**WHAT YOU NEED TO DO**
**A)** In the passage on the Castle nuclear tests, begin at the words "Sources information: Unless" and stop after "Printing Office, 1985).". Reproduce that span word for word.
**B)** In the passage on the Castle nuclear tests, which test shot did the Department of Energy remove from the film, and on what date was it fired?

**DOCUMENT SECTION**
=== Section Start ===
While the "Tsar Bomba" was almost immediately known to the world, the architects of the Castle test series worked in secrecy; the Eisenhower administration wanted to keep words like "hydrogen" and "thermonuclear" out of public discourse and only the fact that tests would be held in the Pacific in 1954 went to the public. After the BRAVO shot occurred, the AEC and the Defense Department sought to control what could be known about the event. But the cat was out of the bag when the Fukuryu Maru crew returned to port which gave Washington a serious damage control problem as information about the 1 March test began to reach the public. At the end of the month AEC chairman Lewis Strauss gave a generally misleading press conference about BRAVO but he managed to alarm the public when he acknowledged that hydrogen bombs could be "made large enough to take out a city … any city."[2]

Until recently, an extensive collection of documents on nuclear testing in the Marshall Islands was readily available on a Department of Energy Web site, The Marshall Islands Document Collection. It no longer has an on-line presence. In the fall of 2013, at the time of the U.S. government shut-down, this important collection disappeared from the Web. It is unclear whether the Department intends to restore it as a distinct Web page. Many documents on the Marshall Islands can be found on the Energy Department's OpenNet but whether they are essentially the same items is also unclear at present. Moreover other documents on nuclear testing in the Marshall Islands that the Energy Department declassified in the 1990s and were once available at the National Archives or on-line were reclassified early in the last decade after the Kyl-Lott amendment went into effect in 1999.[3]

Unique non-U.S. government documents about the consequences of nuclear testing in the Marshall Islands are also at risk. The case files of the Nuclear Claims Tribunal for the Marshall Islands, which went out of existence in 2010, are an irreplaceable record of the impact of nuclear testing on a vulnerable population. The collection of paper records resides in a building in Majuro, the Marshall Island's capital city, but no arrangements are in place to assure their long-term preservation.[4]

 


THE DOCUMENTS

Sources information: Unless otherwise noted, all documents in this collection are from the State Department's central decimal files, 1950-54, at the National Archives. Documents are from two decimal files, 711.5611 or 211.9441. Other important documents can be found in the U.S. Department of State, Foreign Relations of the United States, 1952-1954,Volume XIV Part 2:Japan (Washington D.C.: Government Printing Office, 1985).

Document 1: U.S. Air Force Lookout Mountain Laboratory, Joint Task Force 7 Documentary Film, "Operation Castle Commander's Report," n.d., Sanitized copy

Source: FOIA request to Department of Energy processed by Sandia National Laboratories Video Services

This film, posted previously on other Web sites, covers the Castle nuclear test series, consisting of six detonations during 1 March-14 May 1954. It represents the report of the commander of Joint Task Force 7, which carried out nuclear tests during the period. Because of security concerns, the Department of Energy excised all coverage of the third shot, Koon, on 6 April 1954 (which was a fizzle). Produced for military planners and senior U.S. government officials, the film depicts the elaborate preparations for the test, including the extensive array of diagnostic equipment used to measure the detonations and gauge their effects. Despite the excisions, the film conveys that U.S. nuclear planners found the test series valuable for understanding fallout effects and for future military planning. Castle further demonstrated that it was possible to field megaton-class nuclear weapons that weighed less than 10,000 pounds. Thus, the narrator found the Castle tests were "vital" for U.S. national security.
=== Section End ===
**RECORD EXTRACTS**
=== Section Start ===
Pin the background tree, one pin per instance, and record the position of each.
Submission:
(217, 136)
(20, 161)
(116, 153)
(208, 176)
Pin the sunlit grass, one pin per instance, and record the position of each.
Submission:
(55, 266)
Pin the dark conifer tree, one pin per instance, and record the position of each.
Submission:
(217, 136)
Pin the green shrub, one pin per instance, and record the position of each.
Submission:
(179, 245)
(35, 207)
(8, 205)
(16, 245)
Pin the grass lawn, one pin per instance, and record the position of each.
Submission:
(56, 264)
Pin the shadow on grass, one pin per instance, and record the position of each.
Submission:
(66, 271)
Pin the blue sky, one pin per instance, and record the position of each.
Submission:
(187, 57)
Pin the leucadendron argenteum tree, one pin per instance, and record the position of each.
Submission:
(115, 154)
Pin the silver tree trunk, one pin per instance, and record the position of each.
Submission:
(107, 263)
=== Section End ===
=== Section Start ===
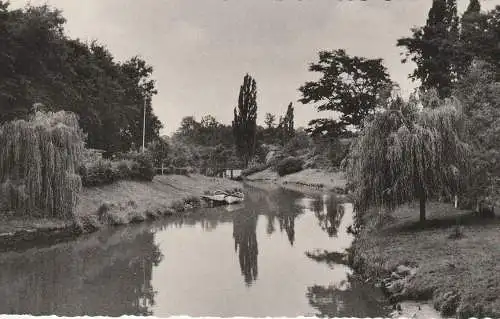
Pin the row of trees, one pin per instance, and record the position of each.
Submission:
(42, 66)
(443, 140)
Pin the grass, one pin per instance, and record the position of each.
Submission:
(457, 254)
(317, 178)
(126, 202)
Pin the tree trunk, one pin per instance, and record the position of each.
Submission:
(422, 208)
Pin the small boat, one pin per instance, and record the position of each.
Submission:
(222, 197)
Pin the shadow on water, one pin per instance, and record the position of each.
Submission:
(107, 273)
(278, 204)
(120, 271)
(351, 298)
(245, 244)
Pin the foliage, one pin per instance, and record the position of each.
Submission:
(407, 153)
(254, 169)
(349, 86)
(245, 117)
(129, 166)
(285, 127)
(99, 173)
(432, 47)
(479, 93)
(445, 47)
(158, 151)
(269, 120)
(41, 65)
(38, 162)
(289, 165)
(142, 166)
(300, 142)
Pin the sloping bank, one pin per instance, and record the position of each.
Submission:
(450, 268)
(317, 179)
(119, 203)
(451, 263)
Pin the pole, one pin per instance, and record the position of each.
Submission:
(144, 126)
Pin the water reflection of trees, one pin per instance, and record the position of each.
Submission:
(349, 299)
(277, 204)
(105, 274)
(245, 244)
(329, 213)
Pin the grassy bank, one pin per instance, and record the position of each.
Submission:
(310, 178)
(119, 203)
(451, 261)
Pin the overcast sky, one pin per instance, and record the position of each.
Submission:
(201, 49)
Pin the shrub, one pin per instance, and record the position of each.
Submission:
=== Section End ===
**TASK-BY-TASK RESULTS**
**A)**
Sources information: Unless otherwise noted, all documents in this collection are from the State Department's central decimal files, 1950-54, at the National Archives. Documents are from two decimal files, 711.5611 or 211.9441. Other important documents can be found in the U.S. Department of State, Foreign Relations of the United States, 1952-1954,Volume XIV Part 2:Japan (Washington D.C.: Government Printing Office, 1985).

**B)** The third shot, Koon, fired on 6 April 1954.